◆ EXERCISE: Across the entries below, please work out how many lines contain the string "light" and give only the number.

------------------------------------------------------------

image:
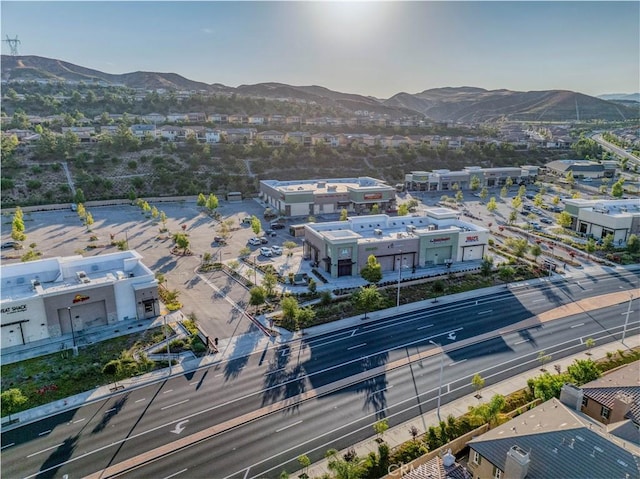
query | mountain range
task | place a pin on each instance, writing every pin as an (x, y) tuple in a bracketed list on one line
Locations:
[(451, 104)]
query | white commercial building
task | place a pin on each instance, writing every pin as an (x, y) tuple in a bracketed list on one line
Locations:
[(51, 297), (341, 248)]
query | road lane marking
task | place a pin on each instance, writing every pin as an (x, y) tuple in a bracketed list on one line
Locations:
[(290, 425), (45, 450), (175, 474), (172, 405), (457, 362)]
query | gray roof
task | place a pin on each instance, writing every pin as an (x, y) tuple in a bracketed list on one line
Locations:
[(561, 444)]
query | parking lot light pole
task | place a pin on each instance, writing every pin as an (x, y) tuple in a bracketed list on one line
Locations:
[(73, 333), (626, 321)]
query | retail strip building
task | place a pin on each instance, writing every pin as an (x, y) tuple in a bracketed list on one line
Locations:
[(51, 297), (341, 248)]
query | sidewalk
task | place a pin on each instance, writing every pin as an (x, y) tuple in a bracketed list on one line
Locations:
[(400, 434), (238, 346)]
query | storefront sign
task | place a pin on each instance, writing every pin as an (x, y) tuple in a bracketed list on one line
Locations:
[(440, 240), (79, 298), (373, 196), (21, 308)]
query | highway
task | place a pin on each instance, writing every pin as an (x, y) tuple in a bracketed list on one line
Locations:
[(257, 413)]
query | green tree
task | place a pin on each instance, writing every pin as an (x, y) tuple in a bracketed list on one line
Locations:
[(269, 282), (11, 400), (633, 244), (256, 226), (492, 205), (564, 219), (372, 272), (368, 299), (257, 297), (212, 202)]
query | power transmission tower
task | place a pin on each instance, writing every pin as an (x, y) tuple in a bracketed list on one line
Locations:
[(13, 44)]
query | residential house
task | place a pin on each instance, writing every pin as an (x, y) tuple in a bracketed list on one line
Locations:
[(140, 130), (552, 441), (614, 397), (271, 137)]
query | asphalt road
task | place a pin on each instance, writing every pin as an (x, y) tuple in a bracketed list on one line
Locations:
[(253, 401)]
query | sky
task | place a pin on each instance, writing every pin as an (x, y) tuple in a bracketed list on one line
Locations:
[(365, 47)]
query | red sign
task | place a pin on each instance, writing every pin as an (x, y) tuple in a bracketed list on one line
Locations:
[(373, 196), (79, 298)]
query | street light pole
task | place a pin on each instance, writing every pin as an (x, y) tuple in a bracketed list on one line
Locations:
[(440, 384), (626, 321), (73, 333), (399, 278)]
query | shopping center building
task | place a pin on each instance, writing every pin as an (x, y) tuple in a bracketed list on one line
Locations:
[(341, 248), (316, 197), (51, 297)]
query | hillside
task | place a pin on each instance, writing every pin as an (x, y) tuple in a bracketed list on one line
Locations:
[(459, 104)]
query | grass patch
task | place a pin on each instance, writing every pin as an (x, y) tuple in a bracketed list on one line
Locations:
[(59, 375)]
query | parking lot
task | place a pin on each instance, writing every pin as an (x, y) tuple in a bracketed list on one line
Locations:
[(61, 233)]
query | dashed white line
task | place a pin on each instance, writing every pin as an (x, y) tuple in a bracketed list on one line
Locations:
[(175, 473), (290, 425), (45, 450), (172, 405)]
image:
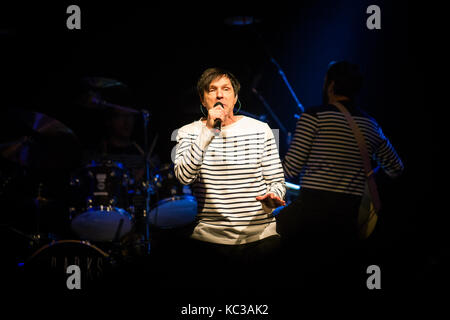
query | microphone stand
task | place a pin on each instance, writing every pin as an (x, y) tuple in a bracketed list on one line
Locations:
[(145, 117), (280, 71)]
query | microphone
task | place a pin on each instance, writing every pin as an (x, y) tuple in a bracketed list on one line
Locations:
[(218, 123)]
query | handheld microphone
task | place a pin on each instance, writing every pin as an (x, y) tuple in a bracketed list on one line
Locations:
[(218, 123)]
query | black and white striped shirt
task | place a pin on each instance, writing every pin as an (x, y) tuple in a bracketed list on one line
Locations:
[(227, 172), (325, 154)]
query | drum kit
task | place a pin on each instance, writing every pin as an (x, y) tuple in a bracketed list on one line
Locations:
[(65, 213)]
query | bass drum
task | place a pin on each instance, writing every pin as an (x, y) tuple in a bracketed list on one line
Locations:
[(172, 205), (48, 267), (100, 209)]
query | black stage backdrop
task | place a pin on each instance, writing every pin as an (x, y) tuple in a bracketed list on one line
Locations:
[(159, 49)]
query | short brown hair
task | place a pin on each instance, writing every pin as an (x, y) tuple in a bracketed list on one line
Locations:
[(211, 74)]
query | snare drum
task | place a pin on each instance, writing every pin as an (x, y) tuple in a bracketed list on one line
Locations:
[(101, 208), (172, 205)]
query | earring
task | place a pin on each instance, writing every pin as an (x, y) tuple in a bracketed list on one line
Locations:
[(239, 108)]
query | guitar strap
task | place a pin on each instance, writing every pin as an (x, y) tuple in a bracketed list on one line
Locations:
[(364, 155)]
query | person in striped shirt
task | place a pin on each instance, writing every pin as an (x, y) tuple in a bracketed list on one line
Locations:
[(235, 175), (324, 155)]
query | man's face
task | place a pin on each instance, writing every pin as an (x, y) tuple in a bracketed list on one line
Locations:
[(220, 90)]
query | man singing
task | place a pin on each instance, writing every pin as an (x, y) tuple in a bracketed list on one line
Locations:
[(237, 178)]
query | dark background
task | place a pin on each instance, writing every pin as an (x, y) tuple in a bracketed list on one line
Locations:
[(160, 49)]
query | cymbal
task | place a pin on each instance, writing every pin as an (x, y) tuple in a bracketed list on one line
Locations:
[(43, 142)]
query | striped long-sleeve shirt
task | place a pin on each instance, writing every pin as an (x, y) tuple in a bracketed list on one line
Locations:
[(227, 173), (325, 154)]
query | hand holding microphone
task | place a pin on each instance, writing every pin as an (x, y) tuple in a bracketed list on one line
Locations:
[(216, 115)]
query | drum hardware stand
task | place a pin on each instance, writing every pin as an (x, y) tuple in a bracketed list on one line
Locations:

------------------------------------------------------------

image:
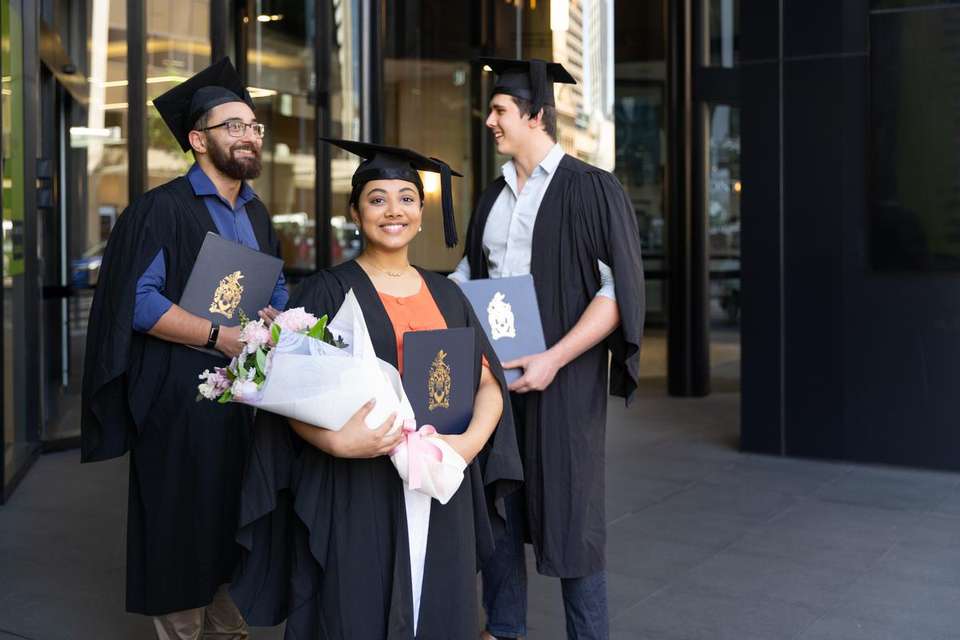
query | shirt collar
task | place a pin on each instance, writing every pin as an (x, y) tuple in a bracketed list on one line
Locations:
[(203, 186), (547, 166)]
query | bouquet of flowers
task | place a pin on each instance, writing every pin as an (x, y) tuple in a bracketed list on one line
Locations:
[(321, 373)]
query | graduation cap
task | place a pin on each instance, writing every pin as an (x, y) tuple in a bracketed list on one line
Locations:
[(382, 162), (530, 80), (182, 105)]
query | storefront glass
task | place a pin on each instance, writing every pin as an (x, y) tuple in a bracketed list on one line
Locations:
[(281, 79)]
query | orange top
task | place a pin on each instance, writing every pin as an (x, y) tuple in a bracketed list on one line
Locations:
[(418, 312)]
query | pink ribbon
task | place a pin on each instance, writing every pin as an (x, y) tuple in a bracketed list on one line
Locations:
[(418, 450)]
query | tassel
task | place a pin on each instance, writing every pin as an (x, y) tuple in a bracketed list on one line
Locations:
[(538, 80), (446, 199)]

------------------------------------------------------------

◆ SOLUTION FOR THIS EXERCISE: 2